**OBJETIVO DO EXERCÍCIO:**
Diga se cada afirmação abaixo está de acordo com o texto sobre a Assembleia Magna da AAC, respondendo sim ou não e citando textualmente as palavras que decidem a resposta.
1. A convocatória para a Assembleia Magna de 21 de Dezembro foi lançada pela Mesa a 14 de Dezembro.
2. Os estatutos da AAC exigem que as convocatórias sejam divulgadas até dez dias antes da realização da Assembleia Magna.
3. A Magna de 21 de Dezembro realizou-se com a participação da maioria da comunidade estudantil.
*** TEXTO FORNECIDO ***
Os corpos dirigentes da AAC, apercebendo-se de que tinham metido os pés pelas mãos, procederam a uma reinterpretação dos estatutos da AAC – passaram a considerar dias úteis para todos os prazos referidos nos estatutos. Seguindo esta nova interpretação, a 14 de Dezembro, a Mesa lançou a convocatória para uma Assembleia Magna a realizar no dia 21 de Dezembro – 14 dias depois da entrega das assinaturas, 3 dias antes do Natal e quase uma semana após o final das aulas.
Os estatutos da AAC estabelecem que a Mesa da Assembleia Magna tem que divulgar as convocatórias de Assembleia Magna “até cinco dias antes da sua realização”. Segundo a nova interpretação dos estatutos introduzida pelos actuais orgãos da AAC, tanto este quanto o prazo de 10 dias desde a entrega do pedido para a realização de uma Magna passaram a ser de dias úteis.
Para além de não fazer qualquer sentido do ponto de vista jurídico, já que todos os prazos são contados em dias consecutivos excepto nos casos em que são referidos expressamente “dias úteis”, segundo esta nova interpretação mais de metade das Magnas realizadas no mandato passado teriam sido anti-estatutárias – as Magnas de 6 de Fevereiro, 15 de Março, 24 de Março e 8 de Maio foram, todas elas, convocadas com menos de 5 dias úteis de antecedência.
A Magna de 21 de Dezembro, na qual a maioria da comunidade estudantil não poderia participar por já não se encontrar na cidade e cuja própria convocatória foi anti-estatutária, acabou por ser cancelada. A Mesa, para tentar esquivar-se das suas responsabilidades em todo o processo de silenciamento, atirou a culpa do seu cancelamento para as estudantes e a não apresentação da moção política que serviria de base à discussão.
*** INFORMAÇÃO FORNECIDA ***
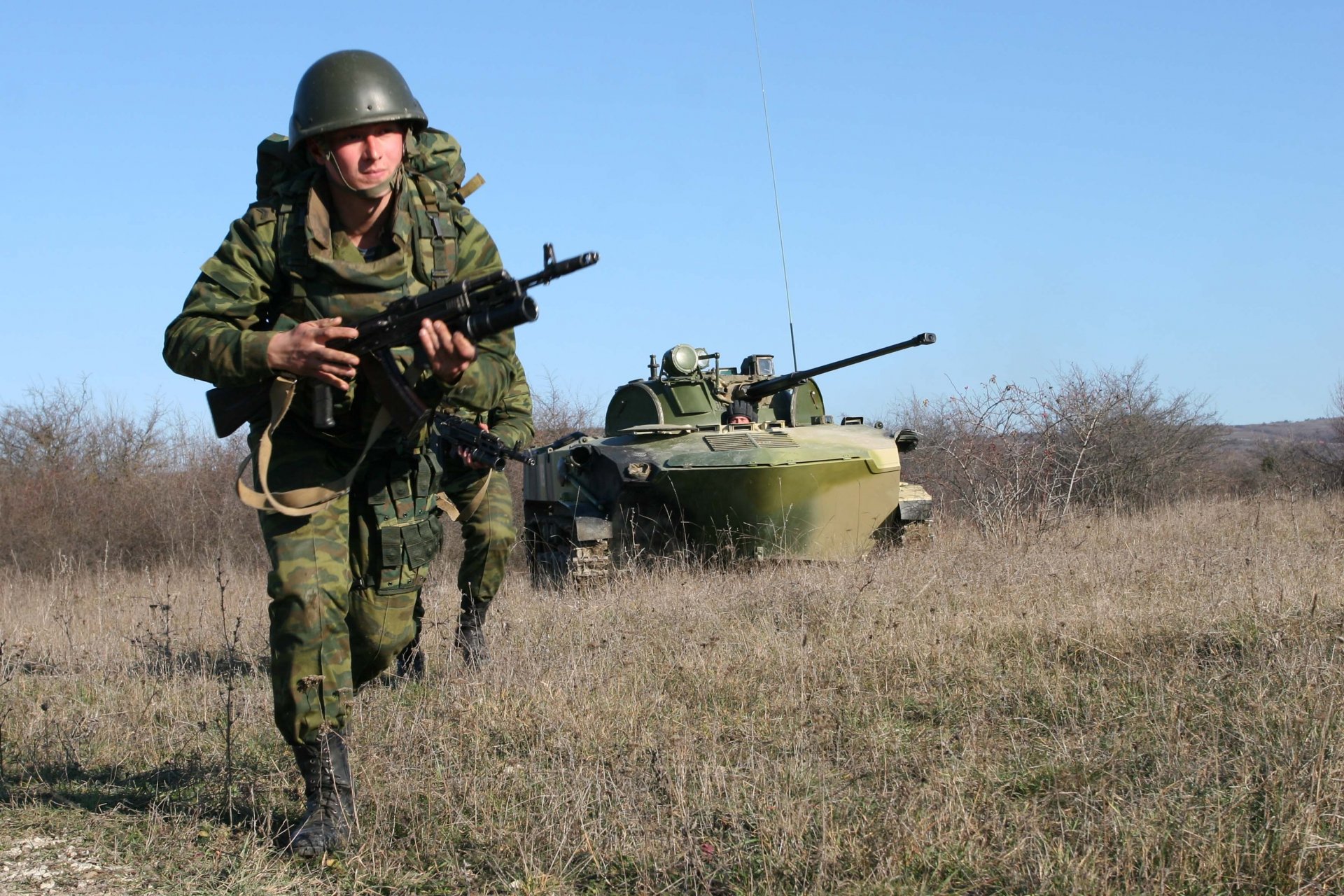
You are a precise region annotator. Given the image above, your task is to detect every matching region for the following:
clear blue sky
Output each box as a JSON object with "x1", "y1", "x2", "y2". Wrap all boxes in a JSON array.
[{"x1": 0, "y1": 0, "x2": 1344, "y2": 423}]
***
**RESPOSTA ESCRITA:**
1. Sim: "a 14 de Dezembro, a Mesa lançou a convocatória para uma Assembleia Magna a realizar no dia 21 de Dezembro"
2. Não: "até cinco dias antes da sua realização"
3. Não: "acabou por ser cancelada"